DIRECTIONS FOR THIS TASK:
Output every entry exactly as given.

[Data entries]
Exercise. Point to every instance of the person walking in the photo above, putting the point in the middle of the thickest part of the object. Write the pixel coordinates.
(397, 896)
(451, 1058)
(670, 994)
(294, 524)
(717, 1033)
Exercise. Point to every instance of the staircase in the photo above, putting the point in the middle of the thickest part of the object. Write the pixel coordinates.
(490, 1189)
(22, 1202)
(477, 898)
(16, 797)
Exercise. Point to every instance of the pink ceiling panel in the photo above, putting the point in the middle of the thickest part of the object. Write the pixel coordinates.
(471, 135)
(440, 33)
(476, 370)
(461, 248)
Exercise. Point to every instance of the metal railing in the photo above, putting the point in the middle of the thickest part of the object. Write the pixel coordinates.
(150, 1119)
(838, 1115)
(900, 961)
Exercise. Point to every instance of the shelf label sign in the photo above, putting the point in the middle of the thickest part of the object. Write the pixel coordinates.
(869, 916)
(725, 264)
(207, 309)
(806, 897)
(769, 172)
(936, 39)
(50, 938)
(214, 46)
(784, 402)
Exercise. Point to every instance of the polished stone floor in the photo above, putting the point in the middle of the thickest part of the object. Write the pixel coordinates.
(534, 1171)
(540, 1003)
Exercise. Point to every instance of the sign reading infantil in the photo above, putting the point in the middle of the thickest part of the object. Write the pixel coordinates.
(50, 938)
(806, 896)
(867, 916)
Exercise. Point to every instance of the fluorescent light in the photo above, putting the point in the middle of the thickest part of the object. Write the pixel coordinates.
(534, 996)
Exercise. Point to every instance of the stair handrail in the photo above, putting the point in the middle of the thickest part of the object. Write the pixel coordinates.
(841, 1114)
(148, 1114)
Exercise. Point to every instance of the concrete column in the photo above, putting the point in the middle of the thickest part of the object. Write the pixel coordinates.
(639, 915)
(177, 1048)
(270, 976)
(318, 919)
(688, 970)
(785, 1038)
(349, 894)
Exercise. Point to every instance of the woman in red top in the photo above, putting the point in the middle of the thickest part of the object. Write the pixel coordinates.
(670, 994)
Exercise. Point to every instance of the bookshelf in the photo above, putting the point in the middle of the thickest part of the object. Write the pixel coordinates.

SOLUTION TO THIS TASK:
Exercise. Point to every instance of the person walking in the photo above, putting the point in the middle of the thickest part of the object. Write the pixel coordinates.
(397, 896)
(451, 1058)
(670, 994)
(294, 524)
(717, 1033)
Exercise. Point to every instance of the staircase in the photo above, putting the point in the middle of the thickest part of the object. Write the pixel coordinates.
(490, 1189)
(22, 1202)
(477, 898)
(16, 797)
Exercise. Point to every instance of the pink ceiling panel in the photo above, putting the point in the middle of the thickest part of the object. Write the pixel coordinates.
(471, 135)
(440, 33)
(476, 370)
(461, 248)
Exercise. Point to every instance of the metal railing in the photo above, putting the point in the middle of the thickest part of the object. Write the pixel coordinates.
(150, 1119)
(838, 1115)
(900, 961)
Exercise. Point to every instance of the shelf label sign in the photo above, putting the point in the middle of the thickest part of the object. Write the pixel coordinates.
(869, 916)
(725, 264)
(207, 309)
(806, 897)
(769, 172)
(936, 39)
(50, 938)
(214, 46)
(784, 402)
Exercise. Point to every instance of the polished stone floor in the photo above, putting the point in the middle of the thickest part of the object. Write the pixel coordinates.
(534, 1171)
(540, 1003)
Exercise. Point to every instance of the sign reading infantil in the photo above, putting the point in the middle of the thickest part of the object. Write the pixel coordinates.
(50, 938)
(806, 896)
(867, 916)
Exercise. Point to every instance of the fluorescent light in the photo above, putting the point in the middle of the thickest part of the object. Write the pixel coordinates.
(534, 996)
Exercise. Point to every instance of the stair handrail in the photo above, putting the point in the middle of the thickest part of the object. Write the pixel coordinates.
(841, 1114)
(148, 1114)
Exercise. Point to every instance of the concrete column in the photo above, putting the point in the middle of the thickest part of the object. Write the pixel coordinates.
(639, 915)
(177, 1048)
(270, 976)
(318, 919)
(688, 970)
(785, 1038)
(349, 894)
Exercise. Point to every instance of the woman in red top in the photo above, putting the point in the middle of the thickest part of the object. Write the pixel coordinates.
(670, 994)
Exercise. Point to every instance of the bookshelf in the photo above, putting the point in the middle of the thickest part of the object. Write the pixel coordinates.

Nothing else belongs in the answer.